▶ **Action item**
Look through the records below for the line with "lol ok ignore the mess but can u find the silver" and the line with "blue car in this photo", then return those lines and all lines between, exactly.

==*==

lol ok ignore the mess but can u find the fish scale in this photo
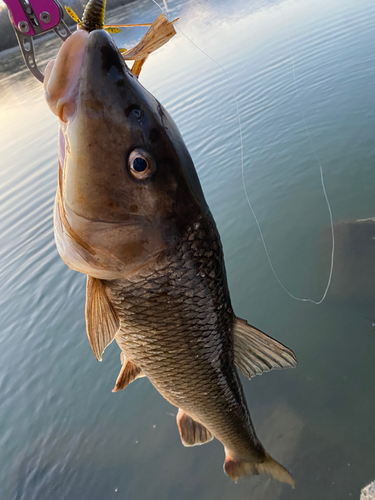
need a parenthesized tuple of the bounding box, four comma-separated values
(106, 214, 263, 457)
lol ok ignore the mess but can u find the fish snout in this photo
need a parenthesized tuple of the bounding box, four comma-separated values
(79, 29, 135, 102)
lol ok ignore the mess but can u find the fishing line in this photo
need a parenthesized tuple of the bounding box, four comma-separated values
(275, 5, 335, 304)
(150, 0, 335, 305)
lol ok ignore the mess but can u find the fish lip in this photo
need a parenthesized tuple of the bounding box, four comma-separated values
(44, 30, 89, 123)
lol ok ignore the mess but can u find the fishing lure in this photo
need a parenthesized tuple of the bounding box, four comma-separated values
(65, 0, 128, 55)
(65, 1, 121, 34)
(70, 0, 178, 77)
(65, 0, 179, 64)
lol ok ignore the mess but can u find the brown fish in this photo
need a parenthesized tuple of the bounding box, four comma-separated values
(44, 27, 297, 485)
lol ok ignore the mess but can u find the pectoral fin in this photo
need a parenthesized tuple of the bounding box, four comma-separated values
(177, 409, 213, 447)
(112, 359, 144, 392)
(85, 276, 120, 361)
(233, 317, 297, 379)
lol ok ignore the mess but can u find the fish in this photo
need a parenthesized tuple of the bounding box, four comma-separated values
(43, 22, 297, 485)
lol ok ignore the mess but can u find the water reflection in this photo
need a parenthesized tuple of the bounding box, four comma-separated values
(327, 219, 375, 303)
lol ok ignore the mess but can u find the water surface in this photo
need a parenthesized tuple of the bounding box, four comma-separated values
(1, 0, 375, 498)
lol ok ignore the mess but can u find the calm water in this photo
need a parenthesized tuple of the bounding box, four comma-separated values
(1, 0, 375, 498)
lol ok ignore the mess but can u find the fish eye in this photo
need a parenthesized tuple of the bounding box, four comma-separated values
(128, 149, 155, 180)
(133, 157, 147, 172)
(132, 109, 142, 120)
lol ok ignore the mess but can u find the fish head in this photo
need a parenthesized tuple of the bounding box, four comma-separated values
(44, 29, 207, 279)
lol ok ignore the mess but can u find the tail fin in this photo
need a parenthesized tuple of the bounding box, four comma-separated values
(224, 451, 295, 487)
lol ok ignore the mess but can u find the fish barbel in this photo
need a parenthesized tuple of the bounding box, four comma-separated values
(44, 26, 297, 484)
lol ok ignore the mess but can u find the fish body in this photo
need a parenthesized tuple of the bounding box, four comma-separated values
(44, 27, 296, 484)
(106, 215, 268, 464)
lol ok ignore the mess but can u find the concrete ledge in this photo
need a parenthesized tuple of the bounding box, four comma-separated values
(361, 481, 375, 499)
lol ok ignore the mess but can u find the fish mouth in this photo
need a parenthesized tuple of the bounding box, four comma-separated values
(44, 29, 132, 123)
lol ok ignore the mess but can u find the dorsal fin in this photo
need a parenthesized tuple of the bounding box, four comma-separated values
(85, 276, 119, 361)
(112, 359, 143, 392)
(233, 317, 297, 379)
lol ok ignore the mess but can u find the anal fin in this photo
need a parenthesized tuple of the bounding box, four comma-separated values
(233, 317, 297, 379)
(112, 359, 144, 392)
(177, 409, 213, 447)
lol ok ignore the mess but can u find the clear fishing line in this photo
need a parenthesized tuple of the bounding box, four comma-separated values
(150, 0, 335, 305)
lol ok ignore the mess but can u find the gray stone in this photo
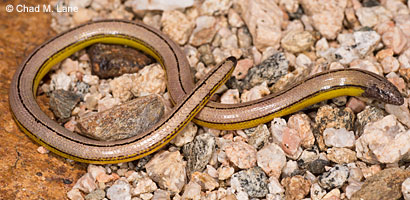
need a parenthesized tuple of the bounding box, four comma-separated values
(227, 52, 288, 92)
(77, 95, 164, 141)
(49, 89, 81, 122)
(184, 132, 216, 174)
(231, 167, 269, 198)
(318, 164, 349, 190)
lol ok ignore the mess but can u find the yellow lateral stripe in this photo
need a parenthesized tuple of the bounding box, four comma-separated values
(193, 86, 365, 130)
(33, 35, 164, 95)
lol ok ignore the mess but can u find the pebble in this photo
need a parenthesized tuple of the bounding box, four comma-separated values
(356, 106, 385, 136)
(181, 181, 201, 200)
(326, 147, 357, 164)
(351, 168, 410, 200)
(403, 178, 410, 200)
(356, 115, 410, 163)
(189, 16, 218, 47)
(235, 0, 283, 50)
(240, 82, 270, 102)
(323, 128, 355, 148)
(346, 97, 366, 113)
(398, 49, 410, 68)
(152, 189, 170, 200)
(231, 167, 269, 198)
(106, 180, 131, 200)
(308, 159, 330, 175)
(299, 149, 319, 165)
(310, 183, 326, 200)
(256, 143, 286, 178)
(345, 181, 363, 199)
(132, 177, 157, 196)
(61, 58, 80, 75)
(318, 164, 349, 190)
(127, 0, 194, 11)
(49, 90, 82, 122)
(184, 132, 215, 174)
(314, 105, 355, 150)
(200, 0, 231, 15)
(300, 0, 346, 39)
(145, 151, 186, 193)
(280, 127, 302, 157)
(143, 13, 161, 30)
(232, 59, 253, 80)
(220, 89, 240, 104)
(322, 188, 340, 200)
(385, 98, 410, 127)
(355, 6, 392, 28)
(353, 30, 381, 57)
(37, 146, 49, 154)
(82, 74, 99, 86)
(386, 72, 407, 93)
(224, 141, 257, 169)
(131, 63, 166, 97)
(281, 175, 311, 200)
(84, 189, 105, 200)
(281, 30, 315, 53)
(244, 124, 270, 150)
(217, 166, 234, 181)
(77, 95, 164, 141)
(382, 26, 407, 54)
(227, 9, 244, 28)
(268, 177, 285, 195)
(281, 160, 299, 178)
(170, 122, 197, 147)
(109, 74, 134, 102)
(50, 71, 73, 91)
(190, 172, 219, 191)
(97, 95, 121, 112)
(67, 188, 84, 200)
(381, 56, 400, 73)
(228, 52, 288, 92)
(198, 44, 215, 66)
(288, 113, 315, 148)
(72, 9, 97, 26)
(237, 27, 252, 49)
(87, 43, 154, 79)
(161, 10, 194, 45)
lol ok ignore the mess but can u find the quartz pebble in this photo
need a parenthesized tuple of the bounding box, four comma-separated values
(323, 128, 355, 148)
(224, 141, 257, 169)
(171, 122, 197, 147)
(106, 180, 131, 200)
(356, 115, 410, 164)
(161, 10, 194, 45)
(235, 0, 283, 50)
(145, 151, 186, 193)
(300, 0, 346, 39)
(281, 30, 315, 53)
(403, 178, 410, 200)
(326, 147, 357, 164)
(288, 113, 315, 148)
(256, 143, 286, 178)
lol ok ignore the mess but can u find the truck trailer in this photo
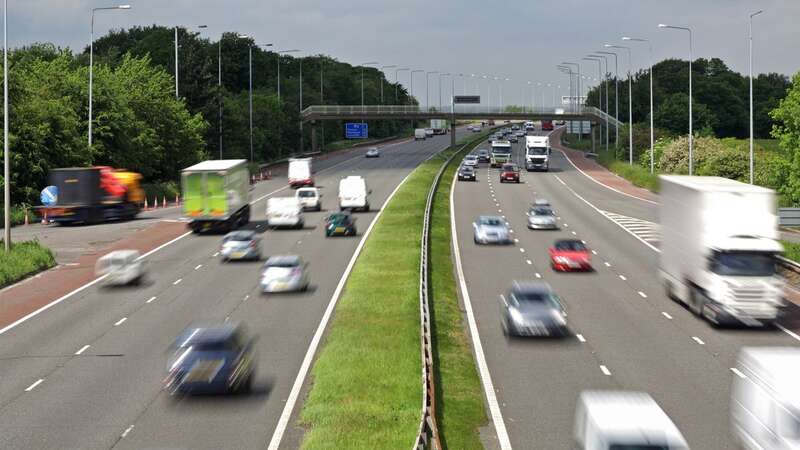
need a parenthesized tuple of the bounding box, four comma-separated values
(182, 159, 250, 233)
(430, 119, 448, 135)
(659, 175, 784, 327)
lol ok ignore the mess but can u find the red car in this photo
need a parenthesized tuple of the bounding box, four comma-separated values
(541, 120, 554, 131)
(549, 239, 592, 272)
(500, 164, 520, 183)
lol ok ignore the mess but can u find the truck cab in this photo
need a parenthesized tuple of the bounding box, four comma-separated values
(525, 135, 551, 171)
(490, 140, 513, 168)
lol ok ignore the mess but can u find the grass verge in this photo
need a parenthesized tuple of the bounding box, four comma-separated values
(298, 131, 491, 449)
(596, 150, 660, 192)
(0, 240, 56, 288)
(782, 240, 800, 263)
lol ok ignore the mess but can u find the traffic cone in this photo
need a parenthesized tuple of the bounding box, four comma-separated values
(41, 210, 47, 224)
(144, 197, 148, 210)
(153, 196, 158, 209)
(24, 210, 29, 226)
(163, 196, 167, 208)
(175, 194, 180, 205)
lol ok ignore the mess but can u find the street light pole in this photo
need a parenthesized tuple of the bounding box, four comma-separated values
(3, 0, 8, 251)
(380, 65, 396, 104)
(426, 71, 438, 111)
(439, 73, 450, 109)
(605, 44, 633, 165)
(659, 24, 693, 175)
(585, 57, 607, 153)
(277, 49, 300, 101)
(360, 61, 379, 108)
(246, 42, 272, 162)
(623, 37, 654, 173)
(749, 10, 764, 184)
(395, 68, 409, 103)
(89, 5, 131, 149)
(410, 69, 423, 106)
(597, 50, 619, 145)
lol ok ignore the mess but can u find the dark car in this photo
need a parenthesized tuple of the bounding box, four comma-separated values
(477, 149, 491, 163)
(508, 135, 519, 143)
(500, 164, 521, 183)
(500, 281, 568, 337)
(324, 212, 357, 237)
(458, 165, 477, 181)
(164, 323, 256, 395)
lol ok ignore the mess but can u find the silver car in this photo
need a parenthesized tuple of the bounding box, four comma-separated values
(527, 206, 558, 230)
(365, 147, 380, 158)
(260, 255, 310, 293)
(220, 231, 261, 261)
(463, 155, 479, 167)
(500, 281, 568, 337)
(473, 215, 512, 245)
(533, 198, 551, 208)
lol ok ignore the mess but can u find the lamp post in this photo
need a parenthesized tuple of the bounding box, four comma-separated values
(3, 0, 8, 251)
(659, 23, 693, 174)
(360, 61, 379, 108)
(588, 55, 610, 154)
(748, 10, 764, 184)
(584, 57, 607, 153)
(174, 25, 208, 99)
(89, 5, 132, 149)
(527, 81, 534, 111)
(439, 72, 450, 109)
(380, 65, 396, 104)
(605, 44, 633, 165)
(596, 50, 619, 145)
(277, 49, 300, 101)
(623, 37, 654, 173)
(246, 42, 272, 162)
(410, 69, 424, 106)
(395, 68, 409, 103)
(426, 71, 438, 110)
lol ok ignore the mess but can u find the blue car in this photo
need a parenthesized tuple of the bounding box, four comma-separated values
(164, 323, 256, 395)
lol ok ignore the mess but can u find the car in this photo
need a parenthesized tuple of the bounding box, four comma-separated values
(515, 131, 526, 137)
(541, 120, 554, 131)
(477, 149, 491, 163)
(96, 250, 144, 286)
(220, 230, 261, 261)
(549, 239, 593, 271)
(296, 187, 322, 211)
(425, 128, 434, 137)
(463, 154, 479, 167)
(365, 147, 380, 158)
(471, 125, 482, 132)
(458, 165, 477, 181)
(527, 206, 558, 230)
(532, 198, 551, 208)
(323, 212, 357, 237)
(260, 255, 310, 293)
(511, 125, 520, 131)
(499, 163, 520, 183)
(508, 135, 519, 143)
(164, 323, 256, 395)
(499, 281, 568, 337)
(473, 215, 512, 245)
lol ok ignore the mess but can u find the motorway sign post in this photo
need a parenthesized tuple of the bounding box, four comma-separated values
(345, 122, 368, 139)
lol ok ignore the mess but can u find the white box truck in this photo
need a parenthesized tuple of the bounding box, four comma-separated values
(338, 176, 371, 212)
(525, 135, 551, 172)
(414, 128, 427, 141)
(182, 159, 250, 233)
(288, 157, 314, 188)
(659, 175, 784, 327)
(732, 347, 800, 450)
(430, 119, 448, 135)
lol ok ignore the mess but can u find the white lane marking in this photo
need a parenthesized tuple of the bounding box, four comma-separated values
(74, 345, 90, 355)
(0, 231, 193, 337)
(194, 264, 203, 270)
(600, 365, 612, 376)
(225, 316, 230, 322)
(498, 209, 502, 213)
(535, 273, 542, 278)
(730, 368, 747, 379)
(556, 147, 658, 204)
(514, 238, 519, 243)
(526, 260, 532, 265)
(692, 336, 706, 345)
(619, 275, 627, 281)
(571, 231, 577, 235)
(553, 174, 661, 254)
(576, 334, 586, 343)
(213, 252, 220, 257)
(268, 157, 423, 450)
(581, 240, 587, 244)
(25, 379, 44, 392)
(557, 216, 562, 220)
(447, 171, 513, 450)
(591, 250, 597, 255)
(173, 279, 182, 286)
(244, 294, 250, 301)
(604, 262, 611, 267)
(121, 425, 134, 438)
(662, 312, 673, 320)
(509, 229, 514, 234)
(519, 248, 525, 253)
(777, 324, 800, 342)
(146, 296, 157, 304)
(114, 317, 127, 326)
(563, 223, 569, 227)
(638, 291, 648, 298)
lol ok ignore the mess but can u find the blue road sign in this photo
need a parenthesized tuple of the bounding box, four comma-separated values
(345, 123, 368, 139)
(41, 185, 58, 206)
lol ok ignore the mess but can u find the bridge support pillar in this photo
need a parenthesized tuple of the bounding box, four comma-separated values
(591, 123, 596, 153)
(310, 121, 318, 154)
(450, 120, 456, 147)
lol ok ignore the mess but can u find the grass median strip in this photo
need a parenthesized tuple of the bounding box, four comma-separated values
(299, 132, 490, 449)
(0, 240, 56, 288)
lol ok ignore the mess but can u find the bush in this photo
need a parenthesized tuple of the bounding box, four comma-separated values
(0, 205, 35, 227)
(141, 181, 180, 203)
(0, 240, 56, 288)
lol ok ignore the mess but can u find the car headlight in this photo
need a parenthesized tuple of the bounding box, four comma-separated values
(554, 256, 570, 264)
(509, 308, 524, 324)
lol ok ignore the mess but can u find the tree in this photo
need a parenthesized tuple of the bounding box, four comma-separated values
(653, 93, 717, 136)
(771, 72, 800, 204)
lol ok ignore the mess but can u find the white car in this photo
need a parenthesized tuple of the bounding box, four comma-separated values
(425, 128, 434, 137)
(365, 147, 380, 158)
(295, 187, 322, 211)
(96, 250, 144, 286)
(260, 255, 310, 293)
(463, 155, 479, 167)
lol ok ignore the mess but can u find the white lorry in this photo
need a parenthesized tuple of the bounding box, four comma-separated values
(414, 128, 427, 141)
(430, 119, 448, 135)
(525, 135, 551, 172)
(338, 176, 371, 212)
(288, 157, 314, 188)
(266, 197, 304, 229)
(659, 175, 784, 327)
(732, 347, 800, 450)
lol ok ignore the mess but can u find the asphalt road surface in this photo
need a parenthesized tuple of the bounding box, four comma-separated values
(0, 128, 471, 450)
(451, 128, 800, 449)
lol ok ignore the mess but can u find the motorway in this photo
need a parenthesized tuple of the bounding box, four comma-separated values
(0, 129, 468, 450)
(451, 128, 800, 449)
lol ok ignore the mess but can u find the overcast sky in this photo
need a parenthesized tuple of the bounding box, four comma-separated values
(7, 0, 799, 108)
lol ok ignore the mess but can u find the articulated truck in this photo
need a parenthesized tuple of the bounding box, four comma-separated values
(659, 175, 784, 327)
(40, 167, 143, 224)
(182, 159, 250, 233)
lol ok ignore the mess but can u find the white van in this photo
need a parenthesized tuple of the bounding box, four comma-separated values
(732, 347, 800, 449)
(338, 176, 371, 212)
(574, 390, 689, 450)
(288, 157, 314, 188)
(267, 197, 304, 228)
(295, 187, 322, 211)
(414, 129, 427, 140)
(96, 250, 144, 286)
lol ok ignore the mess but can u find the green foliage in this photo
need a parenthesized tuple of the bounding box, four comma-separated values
(597, 149, 659, 192)
(618, 123, 674, 162)
(771, 72, 800, 205)
(0, 240, 56, 288)
(141, 181, 180, 203)
(652, 93, 716, 136)
(782, 240, 800, 263)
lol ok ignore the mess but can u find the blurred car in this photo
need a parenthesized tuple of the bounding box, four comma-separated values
(473, 215, 512, 245)
(471, 125, 482, 132)
(508, 135, 519, 143)
(515, 131, 526, 137)
(500, 281, 568, 337)
(260, 255, 310, 293)
(220, 230, 262, 262)
(477, 149, 491, 163)
(458, 165, 477, 181)
(96, 250, 144, 286)
(463, 154, 479, 167)
(550, 239, 592, 271)
(532, 198, 551, 208)
(296, 187, 322, 211)
(541, 120, 554, 131)
(365, 147, 380, 158)
(511, 125, 520, 131)
(527, 206, 558, 230)
(425, 128, 434, 137)
(500, 164, 520, 183)
(323, 212, 357, 237)
(164, 323, 256, 395)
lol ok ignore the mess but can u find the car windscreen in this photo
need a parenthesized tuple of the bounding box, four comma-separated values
(225, 232, 253, 242)
(328, 215, 350, 225)
(531, 208, 553, 216)
(709, 252, 775, 277)
(266, 259, 300, 268)
(555, 241, 587, 251)
(297, 190, 316, 198)
(502, 165, 518, 172)
(528, 148, 547, 155)
(465, 156, 477, 161)
(460, 166, 474, 172)
(513, 291, 560, 309)
(479, 217, 503, 226)
(608, 445, 672, 450)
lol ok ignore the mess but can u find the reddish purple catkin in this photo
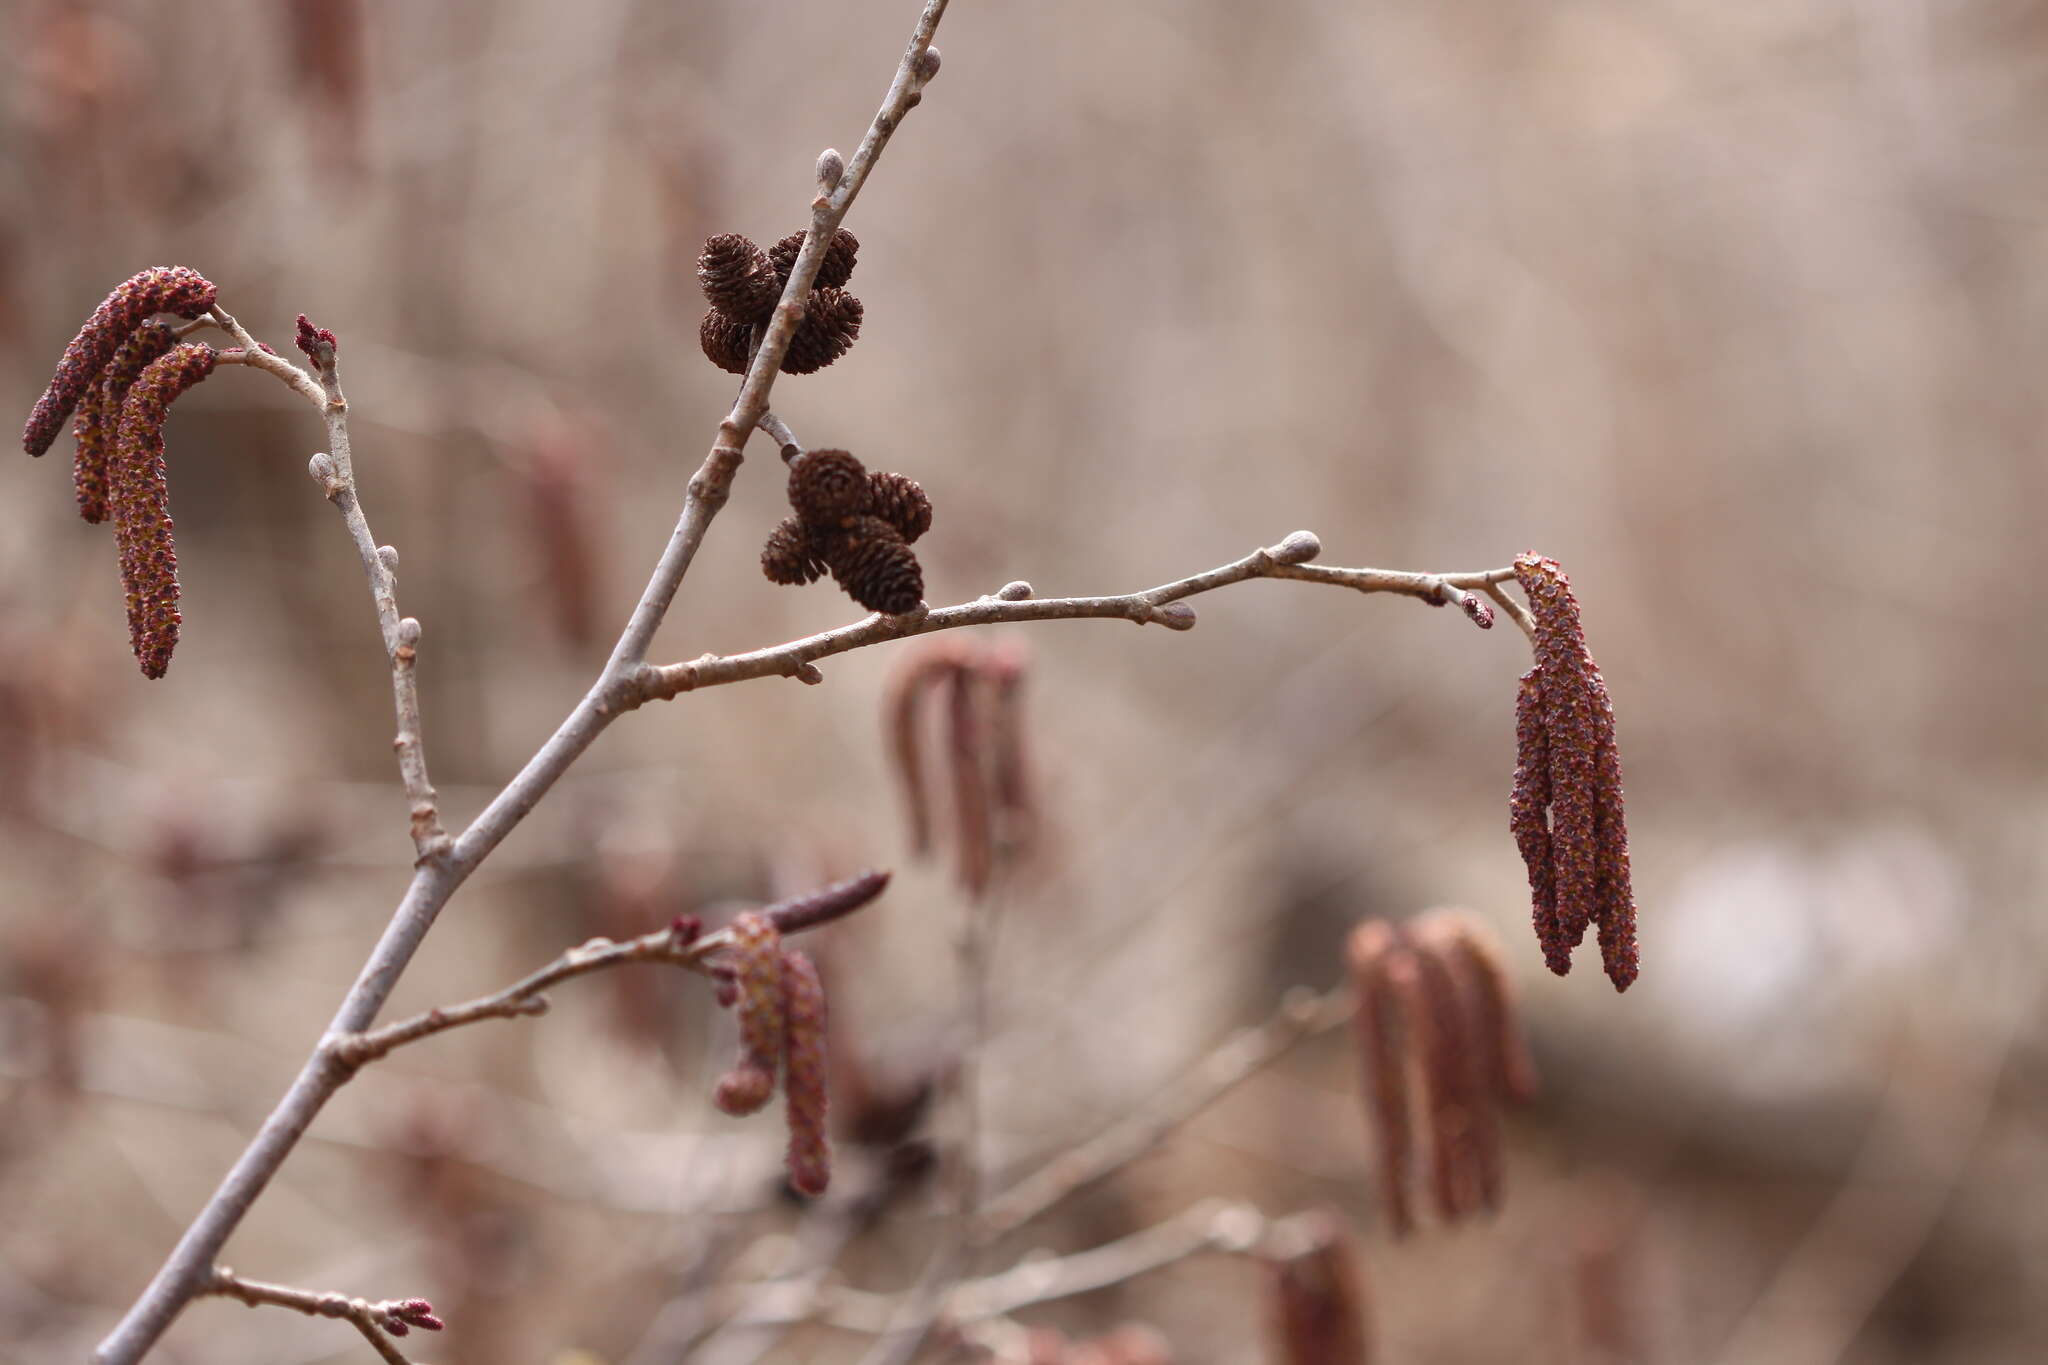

==*==

▶ **Solution below**
lol ok ignore the mess but can u find the silver car in this photo
need a parenthesized tuple of the bounding box, four comma-separated values
(527, 206, 558, 230)
(365, 147, 380, 158)
(260, 255, 310, 293)
(220, 231, 261, 261)
(463, 155, 479, 167)
(500, 281, 568, 337)
(473, 215, 512, 245)
(533, 198, 551, 208)
lol ok ignore the mess but can u find the lamp post in this photo
need a parenthesized tuple of the bounding box, four comma-separated values
(3, 0, 8, 251)
(659, 23, 693, 174)
(360, 61, 379, 108)
(588, 55, 610, 154)
(748, 10, 764, 184)
(584, 57, 607, 153)
(174, 25, 208, 99)
(89, 5, 132, 149)
(527, 81, 534, 111)
(439, 72, 450, 109)
(380, 65, 396, 104)
(605, 44, 633, 165)
(596, 50, 619, 145)
(277, 49, 300, 101)
(623, 37, 654, 173)
(246, 42, 272, 162)
(410, 69, 424, 106)
(395, 68, 409, 103)
(426, 71, 438, 110)
lol ok ignore the mess but can u find the blue car in this photo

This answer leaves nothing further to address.